Work instructions >>
Could you set down, word for word, the part of the Tom Wesselmann biography that opens with the words containing "Having become an" and closes with "an electric palette."?

Tom Wesselmann was born on February 23, 1931, in Cleveland, Ohio, and attended university before serving in the Korean War during the early 1950s. While overseas he began to craft cartoons, and upon his return to the States he earned a psychology degree from the University of Cincinnati. He then enrolled at the Art Academy of Cincinnati and later the Cooper Union in New York City, finishing his studies by the late 1950s.
"New York lit him on fire," said Wesselmann's second wife, Claire—a fellow Cooper Union student and model for her husband—about the city's creative scene at that time. Having presumed he would continue cartoon work, Wesselmann was inspired by innovative exhibitions to go in a new direction and worked as a collagist, having initial showings at the Tanager and Green galleries by the early '60s.
He began to create art that incorporated commonplace real-world items with historical portraiture, often focusing on a reclining female nude. Hence he became known for his "Great American Nude" series, linked to more classical works. Due to his particular aesthetic, he was seen, along with figures like Andy Warhol and Roy Lichtenstein, as one of the purveyors of Pop Art, though Wesselmann stated that he didn't care for the term. Later in the decade his pieces were exhibited in Europe and Brazil.
During the '70s, Wesselmann completed his "Nude" series and went down a specific path with his "Standing Still Life" paintings, which featured objects such as keys and a toothbrush magnified to larger-than-life scale on canvas. He also became known for the "Smokers" series, zeroing in on disembodied presentations of hands and lips, and his "Bedroom Painting" art, with close-ups of objects, forms and faces in vivid color.
Having become an established international artist who was also known for his printmaking, Wesselmann later played with ideas around sculpture and metalwork. In the new millennium he returned to the nude figure, this time in a more abstract sense though continuing his use of an electric palette.
Wesselmann died on December 17, 2004, in New York, after heart surgery, and was survived by his wife Claire and three children. Wesselmann had published his autobiography in 1980, using the alias Slim Stealingworth. Published retrospectives include Tom Wesselmann: His Voice and Vision from Rizzoli International and Wesselmann from Prestel Publishing.

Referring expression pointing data
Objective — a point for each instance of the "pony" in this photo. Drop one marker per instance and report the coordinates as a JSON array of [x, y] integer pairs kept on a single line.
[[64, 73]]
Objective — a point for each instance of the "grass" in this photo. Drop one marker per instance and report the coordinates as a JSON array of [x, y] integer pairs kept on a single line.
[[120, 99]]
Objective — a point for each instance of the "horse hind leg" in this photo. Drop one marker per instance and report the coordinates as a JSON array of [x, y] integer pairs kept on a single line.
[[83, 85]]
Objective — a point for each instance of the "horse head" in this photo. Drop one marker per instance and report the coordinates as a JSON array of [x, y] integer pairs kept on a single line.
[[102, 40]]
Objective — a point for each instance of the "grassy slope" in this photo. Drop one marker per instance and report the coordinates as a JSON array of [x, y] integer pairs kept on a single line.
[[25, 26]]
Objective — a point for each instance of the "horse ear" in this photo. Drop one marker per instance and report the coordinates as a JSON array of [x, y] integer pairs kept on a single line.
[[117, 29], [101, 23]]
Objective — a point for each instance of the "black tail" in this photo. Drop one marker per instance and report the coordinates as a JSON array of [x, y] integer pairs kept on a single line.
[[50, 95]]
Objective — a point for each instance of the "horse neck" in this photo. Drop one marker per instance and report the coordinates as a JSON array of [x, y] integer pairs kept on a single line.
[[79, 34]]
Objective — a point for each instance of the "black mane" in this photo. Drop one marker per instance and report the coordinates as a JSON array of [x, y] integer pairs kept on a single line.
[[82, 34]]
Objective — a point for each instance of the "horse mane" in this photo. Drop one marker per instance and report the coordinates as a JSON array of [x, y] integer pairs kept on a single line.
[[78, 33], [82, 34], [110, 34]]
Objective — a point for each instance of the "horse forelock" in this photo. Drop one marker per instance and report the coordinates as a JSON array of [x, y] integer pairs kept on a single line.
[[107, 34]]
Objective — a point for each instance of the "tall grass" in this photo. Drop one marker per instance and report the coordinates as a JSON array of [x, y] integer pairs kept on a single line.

Solved exercise >>
Having become an established international artist who was also known for his printmaking, Wesselmann later played with ideas around sculpture and metalwork. In the new millennium he returned to the nude figure, this time in a more abstract sense though continuing his use of an electric palette.